## Position annotation records
============================================================

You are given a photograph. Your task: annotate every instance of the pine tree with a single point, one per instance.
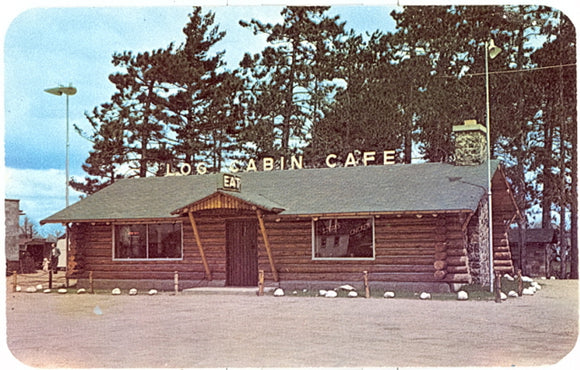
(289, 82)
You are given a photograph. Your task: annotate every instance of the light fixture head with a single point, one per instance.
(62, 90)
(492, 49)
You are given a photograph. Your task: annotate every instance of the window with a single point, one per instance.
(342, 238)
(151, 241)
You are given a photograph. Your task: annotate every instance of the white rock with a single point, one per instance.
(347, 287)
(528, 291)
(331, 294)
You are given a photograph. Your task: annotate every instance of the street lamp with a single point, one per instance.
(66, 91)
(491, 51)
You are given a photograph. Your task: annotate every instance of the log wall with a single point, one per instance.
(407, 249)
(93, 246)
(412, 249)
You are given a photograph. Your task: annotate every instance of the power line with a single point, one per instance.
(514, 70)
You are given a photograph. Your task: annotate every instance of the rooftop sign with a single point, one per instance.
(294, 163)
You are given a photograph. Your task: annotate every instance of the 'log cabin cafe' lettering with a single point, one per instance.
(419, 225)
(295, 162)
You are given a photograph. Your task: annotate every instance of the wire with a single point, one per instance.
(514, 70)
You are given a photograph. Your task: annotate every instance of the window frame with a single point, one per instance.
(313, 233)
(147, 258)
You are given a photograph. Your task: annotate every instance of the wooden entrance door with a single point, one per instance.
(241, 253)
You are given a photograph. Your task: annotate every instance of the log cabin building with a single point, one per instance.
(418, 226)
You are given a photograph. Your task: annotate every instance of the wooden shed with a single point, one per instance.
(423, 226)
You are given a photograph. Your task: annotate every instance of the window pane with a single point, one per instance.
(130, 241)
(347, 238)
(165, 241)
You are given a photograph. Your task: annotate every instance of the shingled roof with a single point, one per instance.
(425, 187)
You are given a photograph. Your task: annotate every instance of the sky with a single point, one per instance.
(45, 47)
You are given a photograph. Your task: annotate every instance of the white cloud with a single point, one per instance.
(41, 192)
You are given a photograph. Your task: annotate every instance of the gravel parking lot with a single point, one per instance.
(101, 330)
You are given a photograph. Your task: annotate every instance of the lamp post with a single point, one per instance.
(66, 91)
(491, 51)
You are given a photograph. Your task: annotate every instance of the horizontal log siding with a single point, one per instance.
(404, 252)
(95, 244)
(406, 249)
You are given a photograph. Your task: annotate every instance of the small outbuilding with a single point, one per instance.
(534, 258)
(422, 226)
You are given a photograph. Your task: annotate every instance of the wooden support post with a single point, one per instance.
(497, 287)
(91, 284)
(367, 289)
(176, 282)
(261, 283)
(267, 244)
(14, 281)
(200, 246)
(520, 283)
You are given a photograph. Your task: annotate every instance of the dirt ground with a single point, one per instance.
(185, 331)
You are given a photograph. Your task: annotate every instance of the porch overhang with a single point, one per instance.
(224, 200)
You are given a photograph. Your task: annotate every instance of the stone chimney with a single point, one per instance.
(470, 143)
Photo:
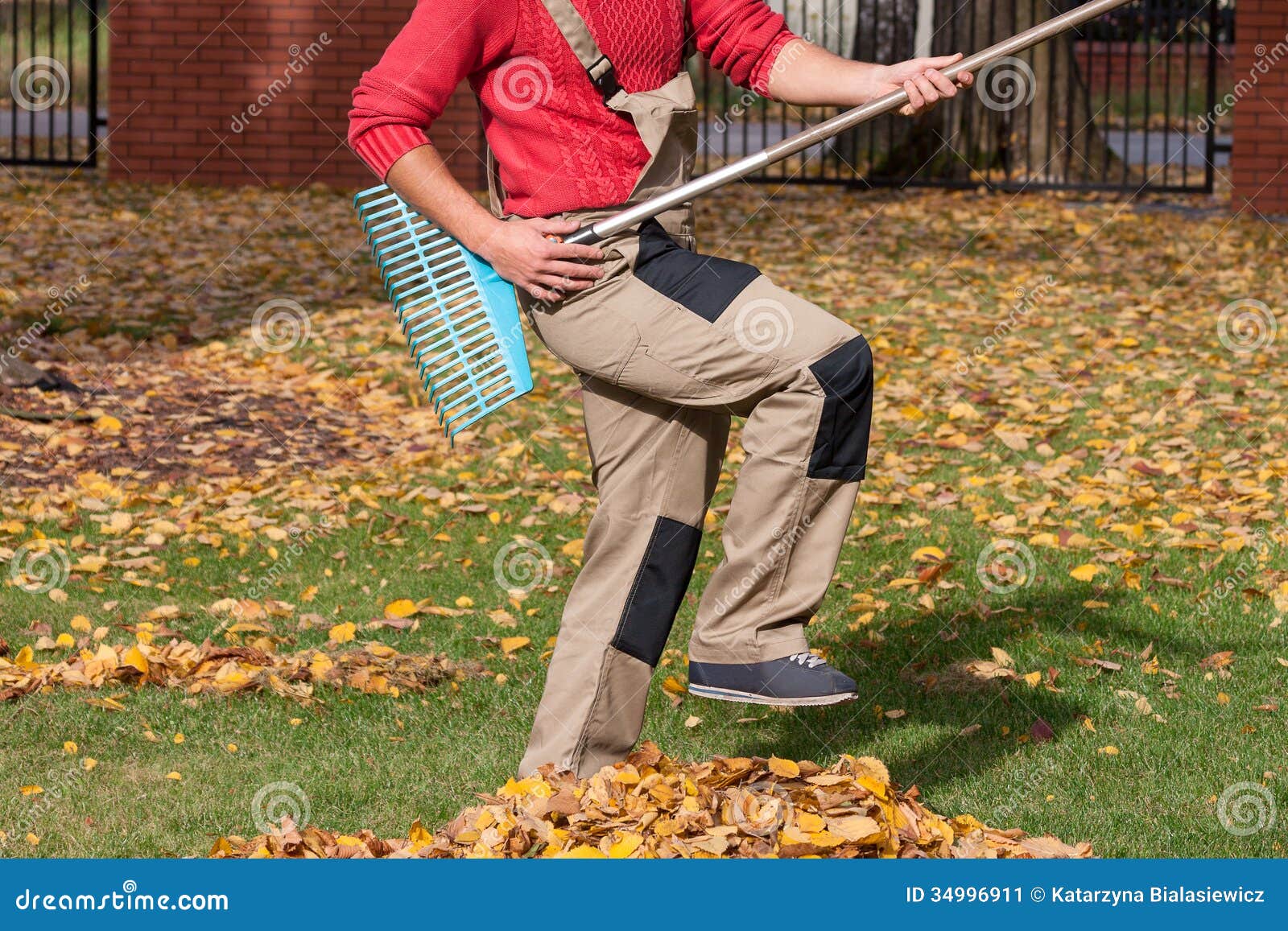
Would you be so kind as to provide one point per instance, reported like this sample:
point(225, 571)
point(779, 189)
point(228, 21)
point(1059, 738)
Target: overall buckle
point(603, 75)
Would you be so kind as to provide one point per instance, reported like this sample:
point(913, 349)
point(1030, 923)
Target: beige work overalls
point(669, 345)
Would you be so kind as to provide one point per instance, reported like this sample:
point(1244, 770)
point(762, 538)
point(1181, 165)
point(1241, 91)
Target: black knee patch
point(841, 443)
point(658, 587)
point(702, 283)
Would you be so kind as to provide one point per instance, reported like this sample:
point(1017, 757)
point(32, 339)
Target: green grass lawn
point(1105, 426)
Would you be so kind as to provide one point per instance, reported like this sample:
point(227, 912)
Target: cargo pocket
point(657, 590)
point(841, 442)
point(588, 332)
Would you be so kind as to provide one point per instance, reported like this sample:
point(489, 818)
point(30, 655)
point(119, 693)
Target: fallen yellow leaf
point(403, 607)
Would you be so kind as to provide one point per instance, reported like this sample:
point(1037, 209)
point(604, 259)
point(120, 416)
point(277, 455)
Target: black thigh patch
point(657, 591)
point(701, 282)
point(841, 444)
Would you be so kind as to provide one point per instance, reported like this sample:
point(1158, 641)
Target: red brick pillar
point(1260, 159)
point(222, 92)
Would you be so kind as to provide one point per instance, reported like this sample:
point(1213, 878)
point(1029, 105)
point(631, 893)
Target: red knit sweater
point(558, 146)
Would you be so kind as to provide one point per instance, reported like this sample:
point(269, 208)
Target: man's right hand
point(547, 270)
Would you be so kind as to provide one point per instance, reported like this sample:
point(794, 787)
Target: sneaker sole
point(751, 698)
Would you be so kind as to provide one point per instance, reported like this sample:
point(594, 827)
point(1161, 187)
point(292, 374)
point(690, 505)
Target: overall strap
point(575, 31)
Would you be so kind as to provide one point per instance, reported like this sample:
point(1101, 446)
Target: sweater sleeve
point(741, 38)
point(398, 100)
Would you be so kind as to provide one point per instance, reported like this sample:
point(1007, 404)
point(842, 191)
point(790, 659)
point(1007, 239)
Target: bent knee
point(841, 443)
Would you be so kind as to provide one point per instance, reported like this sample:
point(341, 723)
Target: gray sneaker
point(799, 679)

============================================================

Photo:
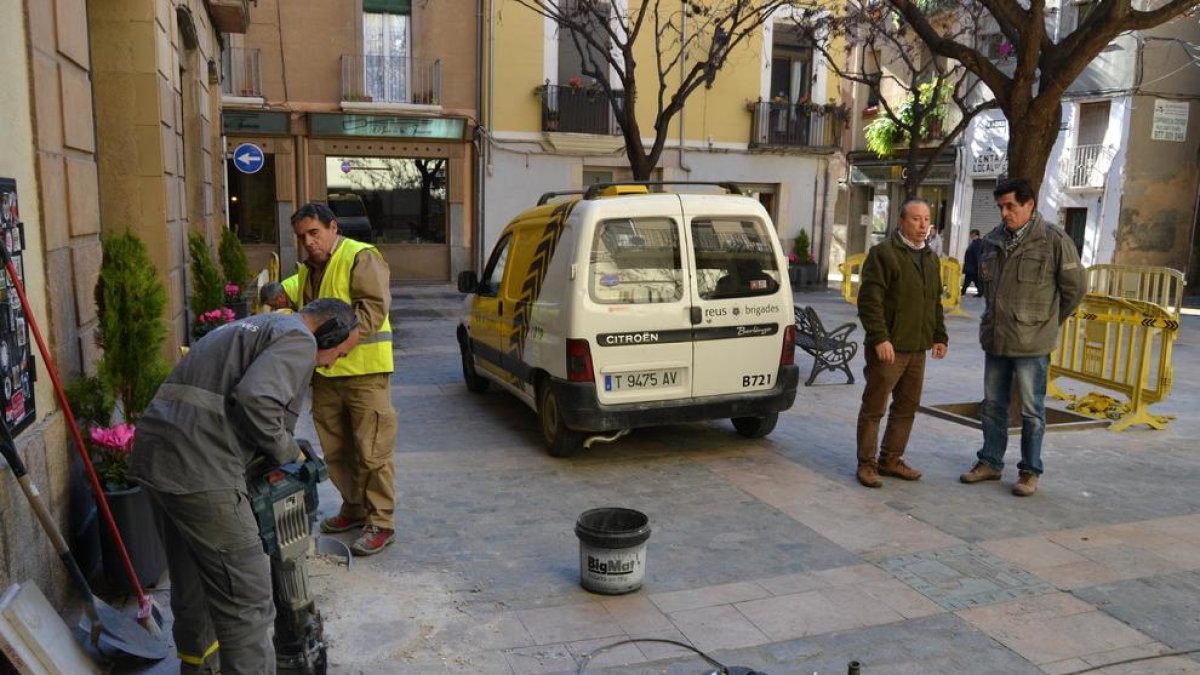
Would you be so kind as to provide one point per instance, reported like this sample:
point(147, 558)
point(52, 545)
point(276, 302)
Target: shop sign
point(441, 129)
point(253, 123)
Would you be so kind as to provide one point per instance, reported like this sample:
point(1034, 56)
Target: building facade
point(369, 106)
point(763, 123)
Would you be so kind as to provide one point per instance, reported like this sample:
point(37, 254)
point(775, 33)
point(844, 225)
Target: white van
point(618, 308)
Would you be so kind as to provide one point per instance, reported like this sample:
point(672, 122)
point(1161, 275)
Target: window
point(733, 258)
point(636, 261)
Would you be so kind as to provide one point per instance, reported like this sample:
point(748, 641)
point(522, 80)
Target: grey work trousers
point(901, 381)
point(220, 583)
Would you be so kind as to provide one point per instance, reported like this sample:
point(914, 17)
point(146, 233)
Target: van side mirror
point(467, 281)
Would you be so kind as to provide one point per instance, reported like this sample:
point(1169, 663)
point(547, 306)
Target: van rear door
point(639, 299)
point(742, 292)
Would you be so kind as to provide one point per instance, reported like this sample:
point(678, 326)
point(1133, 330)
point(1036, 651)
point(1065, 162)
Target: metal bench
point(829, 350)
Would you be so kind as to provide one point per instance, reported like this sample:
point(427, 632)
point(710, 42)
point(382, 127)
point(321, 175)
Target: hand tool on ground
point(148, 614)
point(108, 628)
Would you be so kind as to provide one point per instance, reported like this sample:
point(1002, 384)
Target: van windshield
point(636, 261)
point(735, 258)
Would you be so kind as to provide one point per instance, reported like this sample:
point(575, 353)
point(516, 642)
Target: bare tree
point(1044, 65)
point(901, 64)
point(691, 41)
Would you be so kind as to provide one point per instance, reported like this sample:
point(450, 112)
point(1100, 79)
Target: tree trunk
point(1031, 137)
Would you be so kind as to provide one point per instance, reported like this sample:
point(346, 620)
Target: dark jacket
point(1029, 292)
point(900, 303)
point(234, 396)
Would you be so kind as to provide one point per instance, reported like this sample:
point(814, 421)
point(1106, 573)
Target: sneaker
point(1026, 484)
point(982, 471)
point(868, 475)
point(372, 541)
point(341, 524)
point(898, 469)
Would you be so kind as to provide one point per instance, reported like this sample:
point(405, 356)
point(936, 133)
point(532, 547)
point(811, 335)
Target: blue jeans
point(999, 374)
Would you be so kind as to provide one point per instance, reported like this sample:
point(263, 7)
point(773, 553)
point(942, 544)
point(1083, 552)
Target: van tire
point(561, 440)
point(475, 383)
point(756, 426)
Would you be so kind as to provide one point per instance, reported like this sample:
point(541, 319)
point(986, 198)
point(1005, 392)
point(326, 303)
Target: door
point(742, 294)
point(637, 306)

============================================================

## Direction
Please show every line in the listing that contains the word "white". Case counts.

## Response
You are given a photograph. Your task: annotate every instance of the white rock with a single point, one per instance.
You are given a photograph. Your task: annotate every instance of the white cloud with a single point, one per instance.
Target: white van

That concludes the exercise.